ACTION ITEM: Continue the Lucene 2.9 sorting thread from the point where it stops.

Re: lucene 2.9 sorting algorithm

Posted by Jake Mannix <ja...@gmail.com>.

On Thu, Oct 22, 2009 at 8:30 PM, Yonik Seeley <yo...@lucidimagination.com>wrote:

> On Thu, Oct 22, 2009 at 11:11 PM, Jake Mannix <ja...@gmail.com>
> wrote:
> > It's hard to read the column format, but if you look up above in the
> thread
> > from tonight,
> > you can see that yes, for PQ sizes less than 100 elements, multiPQ is
> > better, and only
> > starts to be worse at around 100 for strings, and 50 for ints.
>
> Ah, OK, I had missed John's followup with the numbers.
>
> I assume this is for Java5 + optimizations?
>

Yeah, this was for Java5 + optimizations.

> What does Java6 show?
>

Java6 on Mac showed close to what Mike posted in his report on the Jira
ticket -
that single-PQ performs a little better for small pq, and more like 30-40%
better
for large pq.

> My biggest reservation is that we've gone down the road of telling
> people to implement a new style of comparators, and told them that the
> old style comparators would be deleted in the next release (which is
> where we are).  Reversing that will be a bit of a headache/question...
> the new stuff isn't deprecated, and having *both* isn't desirable, but
> that's a separate decision to be made apart from performance testing.
>

Well the issue comes down to: if the performance is *basically comparable*
between the two approaches, then the new API is much harder for the
average user to use, and even for the experienced user, it's not terribly
fun,
and more importantly: for the user who has already implemented custom
sorts on the old API, upgrading is enough trouble that people may decide
it's not worth it.  It probably *is* worth it, but if you're going to even
put that
kind of thinking in the user's head, you've got to ask yourself: what's the
reasoning for going with a more complex API if you can get equal (slightly
better in some cases, slightly worse in others) performance with a simpler
API?

Yes, as Mike says, the new API is *not* breaking back-compat in a
functional sense, but how many users have converted to the new sorting
api already?  2.9 has barely just come out, and while it's work for the
community as a whole to reconsider the multi-segment sorting api, and
work to implement a change at this level, if it's the right thing to do,
we shouldn't let the question of which method is deprecated dictate
which one *should* be deprecated.

> Is there also an option of using a multiPQ approach with the new style
> comparators?
>

For the record: that would be the worst of all worlds, in my view: harder
API with only better performance in some cases, and sometimes worse
performance.

  -jake

Re: lucene 2.9 sorting algorithm

Posted by John Wang <jo...@gmail.com>.

Hi Yonik
    I am, but I don't think I should. Even with branching etc., I should see
that much of a consistent difference.
    I am traveling with my macbook pro, I wanted to eliminate all variables.
It really does not make sense to me...

-John

On Thu, Oct 22, 2009 at 8:06 PM, Yonik Seeley <yo...@lucidimagination.com>wrote:

> On Thu, Oct 22, 2009 at 10:35 PM, John Wang <jo...@gmail.com> wrote:
> >        Please be patient with me. I am seeing a difference and was
> wondering
> > if Mike would see the same thing.

Stored entries:
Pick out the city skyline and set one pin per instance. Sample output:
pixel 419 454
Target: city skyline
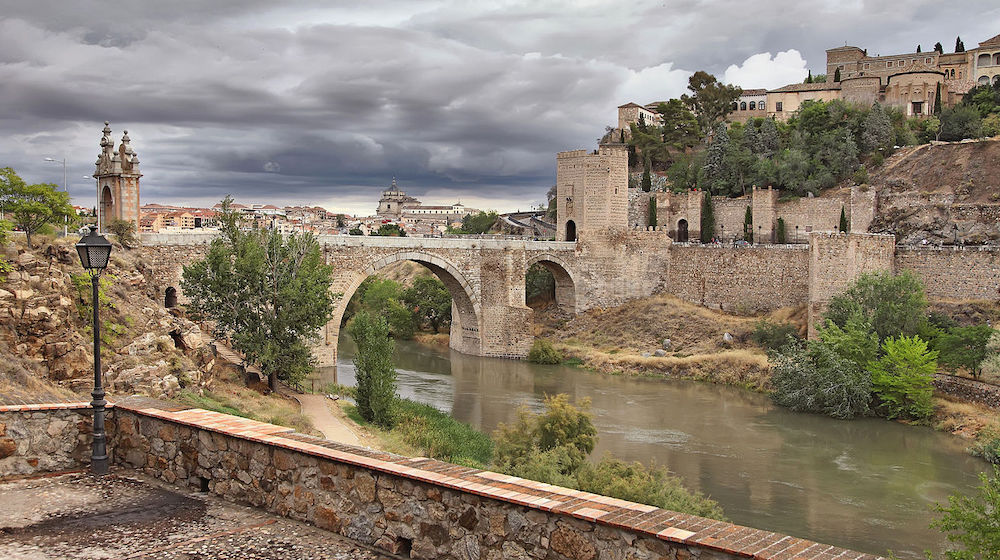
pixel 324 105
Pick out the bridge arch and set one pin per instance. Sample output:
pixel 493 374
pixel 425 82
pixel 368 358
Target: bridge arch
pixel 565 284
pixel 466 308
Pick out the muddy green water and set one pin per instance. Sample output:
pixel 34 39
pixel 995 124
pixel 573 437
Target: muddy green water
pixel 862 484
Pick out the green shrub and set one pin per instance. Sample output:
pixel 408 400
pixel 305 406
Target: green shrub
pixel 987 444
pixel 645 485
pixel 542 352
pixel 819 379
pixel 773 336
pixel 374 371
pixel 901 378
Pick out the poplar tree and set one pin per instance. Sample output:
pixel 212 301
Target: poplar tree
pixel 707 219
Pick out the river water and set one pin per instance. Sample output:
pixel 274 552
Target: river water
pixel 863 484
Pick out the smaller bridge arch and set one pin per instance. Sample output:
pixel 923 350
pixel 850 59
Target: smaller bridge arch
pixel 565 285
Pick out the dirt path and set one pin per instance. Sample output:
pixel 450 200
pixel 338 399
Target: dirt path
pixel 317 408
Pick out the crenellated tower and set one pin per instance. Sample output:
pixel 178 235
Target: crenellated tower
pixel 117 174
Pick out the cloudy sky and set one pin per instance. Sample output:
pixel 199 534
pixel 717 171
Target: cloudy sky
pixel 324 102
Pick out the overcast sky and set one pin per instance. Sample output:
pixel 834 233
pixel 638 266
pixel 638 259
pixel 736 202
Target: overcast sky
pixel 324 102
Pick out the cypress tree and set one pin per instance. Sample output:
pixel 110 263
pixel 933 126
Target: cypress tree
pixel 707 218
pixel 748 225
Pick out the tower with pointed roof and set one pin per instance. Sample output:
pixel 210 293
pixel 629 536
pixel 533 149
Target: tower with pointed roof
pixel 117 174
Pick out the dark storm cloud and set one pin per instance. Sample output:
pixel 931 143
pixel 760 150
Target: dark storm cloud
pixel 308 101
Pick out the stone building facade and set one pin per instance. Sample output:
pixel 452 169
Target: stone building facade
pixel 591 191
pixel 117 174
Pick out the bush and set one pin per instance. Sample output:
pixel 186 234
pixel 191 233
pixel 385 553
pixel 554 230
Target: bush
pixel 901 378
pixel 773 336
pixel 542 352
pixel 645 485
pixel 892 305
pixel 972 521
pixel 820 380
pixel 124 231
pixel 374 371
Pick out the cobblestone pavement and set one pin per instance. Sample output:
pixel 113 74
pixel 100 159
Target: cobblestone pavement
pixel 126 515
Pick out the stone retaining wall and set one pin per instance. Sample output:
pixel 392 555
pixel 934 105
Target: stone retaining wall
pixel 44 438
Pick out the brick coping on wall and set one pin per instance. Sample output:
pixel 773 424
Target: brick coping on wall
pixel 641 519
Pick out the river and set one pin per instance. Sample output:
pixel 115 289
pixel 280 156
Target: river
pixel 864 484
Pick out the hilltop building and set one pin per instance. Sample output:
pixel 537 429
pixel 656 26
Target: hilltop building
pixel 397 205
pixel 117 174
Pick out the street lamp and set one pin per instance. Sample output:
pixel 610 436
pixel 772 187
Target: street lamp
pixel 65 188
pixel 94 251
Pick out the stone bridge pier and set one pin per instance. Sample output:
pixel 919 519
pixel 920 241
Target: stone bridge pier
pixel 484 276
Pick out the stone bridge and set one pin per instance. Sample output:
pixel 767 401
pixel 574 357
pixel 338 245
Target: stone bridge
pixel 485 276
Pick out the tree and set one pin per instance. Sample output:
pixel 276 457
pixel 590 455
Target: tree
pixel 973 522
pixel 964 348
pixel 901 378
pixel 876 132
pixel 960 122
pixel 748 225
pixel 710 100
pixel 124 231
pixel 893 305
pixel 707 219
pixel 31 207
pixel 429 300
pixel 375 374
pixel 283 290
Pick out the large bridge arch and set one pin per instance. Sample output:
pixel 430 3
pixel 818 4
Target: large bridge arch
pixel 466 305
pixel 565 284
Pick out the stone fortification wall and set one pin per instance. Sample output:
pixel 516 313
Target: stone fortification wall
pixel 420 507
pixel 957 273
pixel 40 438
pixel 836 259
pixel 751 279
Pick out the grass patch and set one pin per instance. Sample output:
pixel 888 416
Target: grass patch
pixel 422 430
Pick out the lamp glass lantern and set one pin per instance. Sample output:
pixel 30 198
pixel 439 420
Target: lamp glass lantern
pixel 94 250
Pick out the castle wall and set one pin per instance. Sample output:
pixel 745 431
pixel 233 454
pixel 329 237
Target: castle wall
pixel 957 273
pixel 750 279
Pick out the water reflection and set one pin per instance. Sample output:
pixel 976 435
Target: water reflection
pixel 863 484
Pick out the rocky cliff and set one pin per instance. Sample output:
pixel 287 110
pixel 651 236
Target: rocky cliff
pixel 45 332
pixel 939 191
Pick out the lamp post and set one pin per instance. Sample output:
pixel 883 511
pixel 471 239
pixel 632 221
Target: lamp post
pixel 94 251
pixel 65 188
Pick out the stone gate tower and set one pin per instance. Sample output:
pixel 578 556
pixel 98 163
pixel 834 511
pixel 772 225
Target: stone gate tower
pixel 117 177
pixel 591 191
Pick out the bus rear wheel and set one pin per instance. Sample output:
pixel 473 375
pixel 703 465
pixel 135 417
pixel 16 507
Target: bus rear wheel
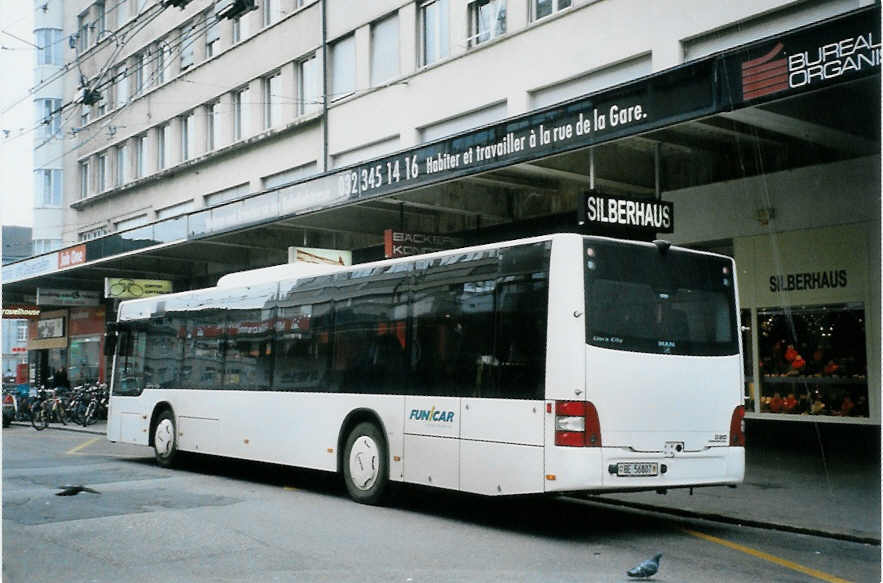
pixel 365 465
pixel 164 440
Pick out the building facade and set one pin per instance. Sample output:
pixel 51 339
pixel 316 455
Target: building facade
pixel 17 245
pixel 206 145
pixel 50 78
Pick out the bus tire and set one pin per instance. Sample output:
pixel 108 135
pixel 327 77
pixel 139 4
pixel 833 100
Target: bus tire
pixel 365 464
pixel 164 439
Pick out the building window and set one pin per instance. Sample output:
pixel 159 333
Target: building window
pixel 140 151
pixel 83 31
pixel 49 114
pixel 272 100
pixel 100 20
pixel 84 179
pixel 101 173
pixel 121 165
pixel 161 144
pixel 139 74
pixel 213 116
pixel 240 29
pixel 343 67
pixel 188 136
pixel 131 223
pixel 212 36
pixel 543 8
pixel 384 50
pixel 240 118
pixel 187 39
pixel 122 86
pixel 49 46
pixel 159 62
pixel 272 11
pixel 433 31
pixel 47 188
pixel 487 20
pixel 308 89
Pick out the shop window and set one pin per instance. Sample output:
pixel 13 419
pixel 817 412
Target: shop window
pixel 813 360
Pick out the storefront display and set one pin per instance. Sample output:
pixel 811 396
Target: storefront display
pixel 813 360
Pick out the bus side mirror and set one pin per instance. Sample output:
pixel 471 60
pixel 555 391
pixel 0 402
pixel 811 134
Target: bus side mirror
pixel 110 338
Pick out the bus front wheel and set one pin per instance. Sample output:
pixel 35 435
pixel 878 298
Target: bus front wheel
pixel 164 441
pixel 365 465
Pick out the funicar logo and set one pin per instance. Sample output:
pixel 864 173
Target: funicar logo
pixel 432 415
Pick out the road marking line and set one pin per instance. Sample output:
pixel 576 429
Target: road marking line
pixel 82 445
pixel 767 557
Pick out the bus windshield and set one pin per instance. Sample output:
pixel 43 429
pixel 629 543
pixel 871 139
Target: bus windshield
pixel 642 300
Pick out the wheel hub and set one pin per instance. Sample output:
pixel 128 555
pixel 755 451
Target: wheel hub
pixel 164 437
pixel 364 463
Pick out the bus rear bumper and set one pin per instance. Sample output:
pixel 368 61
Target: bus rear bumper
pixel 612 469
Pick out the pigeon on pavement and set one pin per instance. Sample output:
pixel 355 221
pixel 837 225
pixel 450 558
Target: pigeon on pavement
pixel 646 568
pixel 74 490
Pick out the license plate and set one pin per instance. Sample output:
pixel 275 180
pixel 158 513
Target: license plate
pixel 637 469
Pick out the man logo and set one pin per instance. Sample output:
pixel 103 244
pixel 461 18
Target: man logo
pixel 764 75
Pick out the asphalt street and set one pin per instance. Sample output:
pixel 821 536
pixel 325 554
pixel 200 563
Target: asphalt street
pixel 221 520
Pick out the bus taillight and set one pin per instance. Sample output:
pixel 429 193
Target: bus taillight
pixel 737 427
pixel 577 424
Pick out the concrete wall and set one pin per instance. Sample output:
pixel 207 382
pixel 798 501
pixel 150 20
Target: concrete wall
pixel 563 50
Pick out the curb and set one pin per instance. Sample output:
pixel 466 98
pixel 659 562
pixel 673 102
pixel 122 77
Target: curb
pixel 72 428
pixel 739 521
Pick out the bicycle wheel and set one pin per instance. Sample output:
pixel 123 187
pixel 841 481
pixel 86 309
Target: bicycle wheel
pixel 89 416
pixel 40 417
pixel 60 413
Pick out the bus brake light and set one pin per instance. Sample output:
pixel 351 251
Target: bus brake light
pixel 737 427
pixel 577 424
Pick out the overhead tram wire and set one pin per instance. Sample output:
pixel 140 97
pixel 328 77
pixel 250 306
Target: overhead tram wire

TASK OUTPUT:
>
> Some differences are bound to be seen... with your changes (JVM
> changes, branch optimizations), are you seeing better average
> performance with multiPQ?
>
> -Yonik
> http://www.lucidimagination.com
>
> ---------------------------------------------------------------------
> To unsubscribe, e-mail: java-dev-unsubscribe@lucene.apache.org
> For additional commands, e-mail: java-dev-help@lucene.apache.org
>
>

Re: lucene 2.9 sorting algorithm

Posted by Jake Mannix <ja...@gmail.com>.

Of course, John's running on his mac laptop, which also may be a factor,
which is
another reason why he wanted to see if these carried over onto a linux
desktop (for example).

  -jake

On Thu, Oct 22, 2009 at 8:11 PM, Jake Mannix <ja...@gmail.com> wrote:

> It's hard to read the column format, but if you look up above in the thread
> from tonight,
> you can see that yes, for PQ sizes less than 100 elements, multiPQ is
> better, and only
> starts to be worse at around 100 for strings, and 50 for ints.
>
>   -jake
>
>
> On Thu, Oct 22, 2009 at 8:06 PM, Yonik Seeley <yo...@lucidimagination.com>wrote:
>
>> On Thu, Oct 22, 2009 at 10:35 PM, John Wang <jo...@gmail.com> wrote:
>> >        Please be patient with me. I am seeing a difference and was
>> wondering
>> > if Mike would see the same thing.
>>
>> Some differences are bound to be seen... with your changes (JVM
>> changes, branch optimizations), are you seeing better average
>> performance with multiPQ?
>>
>> -Yonik
>> http://www.lucidimagination.com
>>
>> ---------------------------------------------------------------------
>> To unsubscribe, e-mail: java-dev-unsubscribe@lucene.apache.org
>> For additional commands, e-mail: java-dev-help@lucene.apache.org
>>
>>
>

Re: lucene 2.9 sorting algorithm

Posted by John Wang <jo...@gmail.com>.

Hi Yonik:
    I have been head deep in this trying to find out a good solution for
better part of the past two days, it's been hard because there are so many
variables:

1) how optimized are the code from either of the implementations
2) VM difference
3) HW etc.

    Also, there are quite a few dimensions this issue is being discussed on:

Algorithm:

    I think we should NOT jump to the conclusion that my number on the
multiQ is valid until others reproduce it (which is one of the reason I
asked mike to run his benchmark again with 1.5) I am gonna try to run it on
server machines when I get back to my office next week.

    Overall, I think the single Q algorithm is better. (It however does pay
a price for some string compares etc.), Its benefit becomes more and more
significant when the product of PQ size and segment count increases, which
makes complete sense from the algorithm. However, when PQ size is small
(which is in most of the cases, the multiplier on the segment count is also
small) the benefit is not as obvious. And sometimes the trade-off for the
constant string compare cost may not be worth it. (this remains a
hypothesis)

    With Java 1.6, maybe the singleQ approach is a winner in all cases.

     I will spend more time to find out a more definitive answer.

API:

    The new FieldComparator API is not difficult to understand (especially
for Lucene experts such as yourselves), but it is more involved in
comparison to the ScoreDocComparator API. I think anyone would agree with
that. Furthermore, when implementing some custom comparators, (examples I
have given earlier in this thread), it can be difficult to implement while
maintaining performance.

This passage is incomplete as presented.